AUFGABE: Schreibe den Zeitungsbericht über Zwangsheirat und häusliche Gewalt in Hamburg nach seinem letzten Satz weiter.

TEXT ZUR ANALYSE:
——
Die Beratungsstellen melden allein in diesem Jahr schon rund 200 Fälle von häuslicher Gewalt, und die Zahl steigt.
Hamburg. Einen Mann zu heiraten, den man gar nicht oder nur wenig kennt, mit ihm zusammenzuleben, obwohl man ihn nicht leiden kann - für einen Großteil der Frauen in Deutschland ist das unvorstellbar. Unvorstellbar ist auch, dass es keine Ausnahme ist. In Europa, in Deutschland und auch in Hamburg werden Frauen aus der Türkei, aus Afghanistan, Afrika oder aus dem Iran gegen ihren Willen verheiratet.
Rund 200 Frauen haben sich in diesem Jahr an die beiden behördlichen Beratungsstellen i.bera und LALE in Hamburg gewendet, weil sie von häuslicher Gewalt betroffen sind. In 74 Fällen waren sie von Zwangsheirat bedroht oder litten bereits seit Jahren darunter. "Die Zahlen sind im Vergleich zum letzten Jahr leicht gestiegen", sagt eine I.bera-Mitarbeiterin. "Die Dunkelziffer ist aber vermutlich noch viel höher." Das sei einerseits besorgniserregend. Andererseits sei es ein Zeichen, dass die Beratungs- und Hilfsangebote von den Frauen angenommen würden. Und dass sie sich untereinander über ihre Probleme austauschten. Seit Mitte 2007 fördert die Stadt Hamburg die interkulturelle Beratung für Opfer von häuslicher Gewalt und Zwangsheirat.
——
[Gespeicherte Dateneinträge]
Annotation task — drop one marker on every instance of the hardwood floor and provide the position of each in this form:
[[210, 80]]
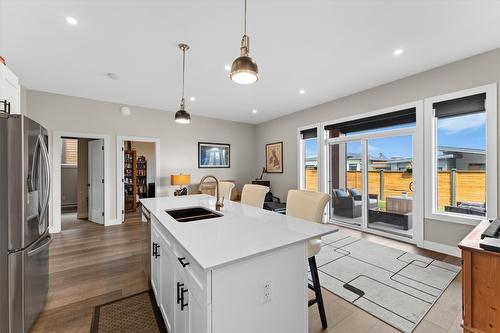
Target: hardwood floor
[[92, 265]]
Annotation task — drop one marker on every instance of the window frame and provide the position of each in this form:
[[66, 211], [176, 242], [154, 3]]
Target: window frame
[[301, 156], [491, 156]]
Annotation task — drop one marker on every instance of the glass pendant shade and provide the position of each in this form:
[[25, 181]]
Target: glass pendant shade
[[182, 117], [244, 70]]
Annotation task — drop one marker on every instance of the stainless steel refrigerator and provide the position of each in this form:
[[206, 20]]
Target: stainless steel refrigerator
[[24, 211]]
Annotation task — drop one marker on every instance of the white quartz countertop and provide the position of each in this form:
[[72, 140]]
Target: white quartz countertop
[[243, 231]]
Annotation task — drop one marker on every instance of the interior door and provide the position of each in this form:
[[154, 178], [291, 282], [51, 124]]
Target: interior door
[[96, 181]]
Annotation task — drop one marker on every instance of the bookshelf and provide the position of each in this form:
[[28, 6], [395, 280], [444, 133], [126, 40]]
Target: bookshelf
[[129, 180], [135, 179]]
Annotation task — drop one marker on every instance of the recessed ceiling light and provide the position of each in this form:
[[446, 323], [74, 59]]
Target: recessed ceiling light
[[112, 76], [71, 20], [398, 51], [125, 110]]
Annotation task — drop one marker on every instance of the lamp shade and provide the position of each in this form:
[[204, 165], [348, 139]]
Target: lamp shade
[[180, 179]]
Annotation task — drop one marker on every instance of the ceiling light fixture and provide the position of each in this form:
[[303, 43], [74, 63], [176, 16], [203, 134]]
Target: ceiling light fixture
[[398, 51], [182, 116], [71, 20], [244, 69]]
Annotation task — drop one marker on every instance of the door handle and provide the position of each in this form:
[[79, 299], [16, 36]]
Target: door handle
[[156, 251], [183, 305], [42, 247], [179, 285], [181, 260]]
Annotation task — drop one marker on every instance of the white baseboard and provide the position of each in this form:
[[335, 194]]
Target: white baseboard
[[53, 230], [112, 222], [442, 248]]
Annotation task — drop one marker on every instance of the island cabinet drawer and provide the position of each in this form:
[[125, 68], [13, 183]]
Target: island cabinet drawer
[[193, 272]]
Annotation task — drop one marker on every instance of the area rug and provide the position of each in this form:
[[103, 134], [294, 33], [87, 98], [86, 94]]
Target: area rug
[[132, 314], [395, 286]]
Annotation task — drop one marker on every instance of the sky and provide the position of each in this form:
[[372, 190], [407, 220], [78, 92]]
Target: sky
[[466, 131]]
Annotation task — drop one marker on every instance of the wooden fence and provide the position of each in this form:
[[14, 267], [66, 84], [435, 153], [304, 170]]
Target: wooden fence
[[469, 185]]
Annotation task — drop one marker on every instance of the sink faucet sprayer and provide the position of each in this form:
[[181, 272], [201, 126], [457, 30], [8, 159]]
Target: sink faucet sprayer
[[218, 203]]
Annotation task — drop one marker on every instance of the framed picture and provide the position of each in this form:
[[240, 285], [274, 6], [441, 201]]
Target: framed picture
[[274, 157], [214, 155]]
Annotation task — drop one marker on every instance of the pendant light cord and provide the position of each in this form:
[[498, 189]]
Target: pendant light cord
[[245, 20], [183, 71]]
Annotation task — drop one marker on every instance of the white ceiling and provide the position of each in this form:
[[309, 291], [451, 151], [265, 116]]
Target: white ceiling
[[328, 48]]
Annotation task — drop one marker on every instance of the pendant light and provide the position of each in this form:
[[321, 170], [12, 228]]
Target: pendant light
[[244, 69], [182, 116]]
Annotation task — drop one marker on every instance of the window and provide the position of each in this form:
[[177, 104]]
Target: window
[[69, 156], [461, 148], [308, 156]]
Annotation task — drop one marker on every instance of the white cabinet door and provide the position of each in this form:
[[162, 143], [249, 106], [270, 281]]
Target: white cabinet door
[[155, 263], [181, 304], [167, 275], [196, 322], [10, 90], [189, 311]]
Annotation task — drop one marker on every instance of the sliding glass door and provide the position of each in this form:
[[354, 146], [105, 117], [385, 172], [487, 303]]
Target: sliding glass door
[[346, 182], [390, 184], [371, 181]]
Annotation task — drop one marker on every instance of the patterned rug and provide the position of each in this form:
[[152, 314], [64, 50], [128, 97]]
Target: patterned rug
[[132, 314], [395, 286]]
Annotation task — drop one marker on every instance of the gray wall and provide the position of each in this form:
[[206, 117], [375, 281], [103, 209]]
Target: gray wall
[[471, 72], [179, 143]]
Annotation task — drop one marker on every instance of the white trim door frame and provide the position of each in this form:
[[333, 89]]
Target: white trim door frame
[[56, 149], [120, 147]]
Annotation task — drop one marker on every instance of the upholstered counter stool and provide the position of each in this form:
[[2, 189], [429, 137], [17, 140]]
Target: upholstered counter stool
[[226, 189], [254, 195], [310, 206]]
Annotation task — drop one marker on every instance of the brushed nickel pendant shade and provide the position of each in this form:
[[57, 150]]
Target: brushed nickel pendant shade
[[182, 116], [244, 69]]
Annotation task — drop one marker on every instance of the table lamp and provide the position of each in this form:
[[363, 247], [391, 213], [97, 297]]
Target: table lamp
[[180, 180]]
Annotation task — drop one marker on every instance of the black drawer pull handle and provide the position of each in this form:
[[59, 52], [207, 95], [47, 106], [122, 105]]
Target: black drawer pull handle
[[181, 260]]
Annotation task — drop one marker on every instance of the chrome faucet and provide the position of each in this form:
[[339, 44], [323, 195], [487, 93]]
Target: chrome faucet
[[218, 203]]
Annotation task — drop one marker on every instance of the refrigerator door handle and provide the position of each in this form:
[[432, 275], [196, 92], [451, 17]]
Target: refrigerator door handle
[[42, 247], [33, 165], [46, 163]]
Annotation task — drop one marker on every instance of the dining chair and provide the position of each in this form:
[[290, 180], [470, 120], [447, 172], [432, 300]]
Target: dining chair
[[254, 195], [310, 206]]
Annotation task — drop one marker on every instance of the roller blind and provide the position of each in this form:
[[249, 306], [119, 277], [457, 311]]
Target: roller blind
[[70, 152], [309, 133], [460, 106], [380, 121]]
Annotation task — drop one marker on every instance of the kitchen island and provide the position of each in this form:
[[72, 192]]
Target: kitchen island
[[242, 269]]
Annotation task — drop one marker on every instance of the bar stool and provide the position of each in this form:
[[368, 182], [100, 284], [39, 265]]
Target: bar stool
[[225, 188], [254, 195], [310, 206]]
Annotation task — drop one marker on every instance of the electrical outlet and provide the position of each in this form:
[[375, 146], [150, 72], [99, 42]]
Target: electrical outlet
[[267, 292]]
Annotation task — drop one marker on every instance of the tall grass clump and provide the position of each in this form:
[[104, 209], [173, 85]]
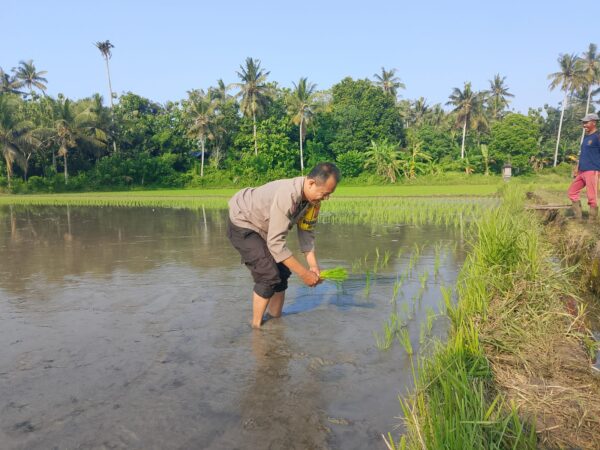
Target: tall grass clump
[[456, 403]]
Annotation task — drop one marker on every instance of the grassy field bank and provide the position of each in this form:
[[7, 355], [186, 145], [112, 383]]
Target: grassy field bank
[[514, 372]]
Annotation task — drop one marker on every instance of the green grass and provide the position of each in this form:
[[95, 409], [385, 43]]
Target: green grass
[[455, 404]]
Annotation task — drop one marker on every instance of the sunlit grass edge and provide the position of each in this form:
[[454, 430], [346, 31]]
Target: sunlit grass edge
[[456, 404]]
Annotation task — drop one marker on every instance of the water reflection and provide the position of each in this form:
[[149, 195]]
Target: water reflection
[[138, 319]]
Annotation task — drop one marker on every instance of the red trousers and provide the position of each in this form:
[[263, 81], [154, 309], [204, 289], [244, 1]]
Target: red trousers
[[587, 179]]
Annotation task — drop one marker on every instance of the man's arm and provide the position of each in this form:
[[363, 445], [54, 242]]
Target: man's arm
[[309, 277], [313, 264]]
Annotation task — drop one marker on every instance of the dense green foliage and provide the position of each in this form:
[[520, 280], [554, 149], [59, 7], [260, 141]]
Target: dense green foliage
[[264, 131]]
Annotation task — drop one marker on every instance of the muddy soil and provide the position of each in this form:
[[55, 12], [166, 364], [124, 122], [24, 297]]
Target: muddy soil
[[129, 329]]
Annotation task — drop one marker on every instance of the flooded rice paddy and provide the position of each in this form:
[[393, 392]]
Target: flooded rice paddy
[[129, 328]]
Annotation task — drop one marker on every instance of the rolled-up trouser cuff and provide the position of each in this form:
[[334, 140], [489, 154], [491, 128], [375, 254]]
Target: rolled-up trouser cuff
[[266, 289]]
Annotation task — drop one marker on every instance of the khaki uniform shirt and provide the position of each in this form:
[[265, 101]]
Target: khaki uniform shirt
[[272, 210]]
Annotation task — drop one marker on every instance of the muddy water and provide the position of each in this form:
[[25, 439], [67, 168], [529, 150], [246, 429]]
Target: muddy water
[[129, 328]]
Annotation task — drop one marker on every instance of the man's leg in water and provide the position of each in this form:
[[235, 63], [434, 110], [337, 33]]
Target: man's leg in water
[[276, 304], [259, 306]]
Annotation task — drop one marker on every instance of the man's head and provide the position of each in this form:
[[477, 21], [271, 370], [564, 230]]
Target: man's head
[[589, 122], [321, 182]]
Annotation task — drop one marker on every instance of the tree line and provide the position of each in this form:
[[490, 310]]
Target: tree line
[[255, 130]]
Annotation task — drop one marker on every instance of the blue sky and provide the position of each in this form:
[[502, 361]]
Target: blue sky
[[165, 48]]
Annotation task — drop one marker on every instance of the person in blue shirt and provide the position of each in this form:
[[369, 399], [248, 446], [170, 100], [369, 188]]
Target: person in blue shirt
[[587, 170]]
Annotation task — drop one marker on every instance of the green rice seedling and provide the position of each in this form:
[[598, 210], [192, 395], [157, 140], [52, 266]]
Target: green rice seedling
[[404, 339], [396, 289], [417, 251], [429, 320], [367, 282], [337, 274], [423, 279], [446, 296], [422, 334], [376, 263], [356, 266], [386, 258]]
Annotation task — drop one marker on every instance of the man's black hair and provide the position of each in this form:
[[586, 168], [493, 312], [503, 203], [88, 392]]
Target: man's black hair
[[322, 171]]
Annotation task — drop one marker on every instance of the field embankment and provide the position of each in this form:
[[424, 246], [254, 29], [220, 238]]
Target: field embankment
[[515, 371]]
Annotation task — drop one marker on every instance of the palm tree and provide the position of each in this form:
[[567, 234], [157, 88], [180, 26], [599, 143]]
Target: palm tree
[[498, 94], [467, 105], [435, 115], [415, 158], [220, 92], [254, 92], [389, 82], [9, 84], [588, 68], [567, 79], [201, 109], [301, 106], [15, 134], [74, 126], [105, 49], [419, 109], [385, 158], [30, 77]]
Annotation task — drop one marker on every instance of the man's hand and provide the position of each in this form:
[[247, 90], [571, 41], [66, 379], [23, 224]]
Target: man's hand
[[310, 278], [317, 271]]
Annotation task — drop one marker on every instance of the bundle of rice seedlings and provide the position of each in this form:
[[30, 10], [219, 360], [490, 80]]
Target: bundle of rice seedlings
[[337, 274]]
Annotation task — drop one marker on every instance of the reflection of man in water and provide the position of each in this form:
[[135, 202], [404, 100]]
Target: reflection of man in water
[[259, 221]]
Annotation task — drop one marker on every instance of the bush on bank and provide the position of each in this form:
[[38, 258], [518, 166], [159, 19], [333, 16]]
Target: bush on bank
[[487, 387]]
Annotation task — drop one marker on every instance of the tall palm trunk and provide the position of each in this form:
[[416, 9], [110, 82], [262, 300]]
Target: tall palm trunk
[[112, 113], [202, 139], [301, 149], [587, 110], [562, 114], [462, 147], [8, 169], [254, 133], [66, 170]]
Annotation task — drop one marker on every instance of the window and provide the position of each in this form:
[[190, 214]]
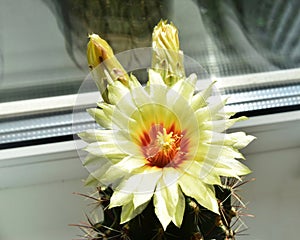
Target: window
[[251, 48]]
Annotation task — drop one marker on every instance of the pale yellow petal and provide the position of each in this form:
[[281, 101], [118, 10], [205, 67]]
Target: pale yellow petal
[[101, 118], [129, 212], [116, 92], [160, 204], [145, 189], [203, 193], [120, 198], [199, 99], [186, 87]]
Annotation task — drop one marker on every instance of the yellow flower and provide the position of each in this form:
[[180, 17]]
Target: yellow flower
[[161, 143]]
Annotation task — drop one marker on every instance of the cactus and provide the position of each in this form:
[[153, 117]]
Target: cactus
[[191, 175], [198, 222]]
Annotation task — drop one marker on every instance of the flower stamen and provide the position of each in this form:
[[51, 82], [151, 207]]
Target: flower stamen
[[163, 149]]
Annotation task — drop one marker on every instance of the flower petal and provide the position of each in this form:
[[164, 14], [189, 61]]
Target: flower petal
[[100, 117], [116, 91], [203, 193], [160, 204], [199, 99], [144, 191], [129, 212], [186, 87]]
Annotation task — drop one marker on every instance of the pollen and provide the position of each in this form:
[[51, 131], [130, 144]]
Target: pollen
[[163, 148]]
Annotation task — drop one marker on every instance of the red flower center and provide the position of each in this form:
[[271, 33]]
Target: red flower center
[[162, 147]]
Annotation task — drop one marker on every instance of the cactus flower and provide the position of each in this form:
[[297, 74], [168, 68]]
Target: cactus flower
[[110, 70], [161, 143], [167, 57]]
——
ERGEBNIS:
"Ausgelöst wurde dieses Engagement durch die Diskussionen um mangelnde Integration, Jugendgewalt und sogenannte Ehrenmorde", sagt Katrin Triebl von der Lawaetz-Stiftung, die für die Sozialbehörde die Situation in Hamburg untersuchte und gerade an einer Studie zu Umfang und Ausmaß von Zwangsverheiratungen in Deutschland arbeitet. "Das Ritual der Zwangsheirat ist nicht auf religiöse Traditionen zurückzuführen. Es kommt in unterschiedlichen sozialen, ethnischen und kulturellen Kontexten überall auf der Welt vor." Eine Zwangsverheiratung liege dann vor, wenn mindestens einer der Eheleute durch die Ausübung von Gewalt oder durch die Drohung zum Eingehen einer Ehe gezwungen wird und mit seiner Weigerung kein Gehör findet oder es nicht wagt, sich zu widersetzen.
Die I.bera-Mitarbeiterin nennt vor allem den befürchteten Macht- und Kontrollverlust der Eltern als Motiv. "Wenn ihre Töchter erwachsen werden, sich hübsch anziehen und ihr Leben nach westlichen Vorstellungen genießen, fürchten die Eltern, dass ihr Kind aus der Familienordnung ausbrechen will. Verbote, Hausarrest und Gewalt werden häufig als Disziplinarmaßnahmen eingesetzt. Die Zwangsheirat ist die letzte Möglichkeit, eine junge Frau wieder gefügig zu machen und sie finanziell versorgt zu wissen."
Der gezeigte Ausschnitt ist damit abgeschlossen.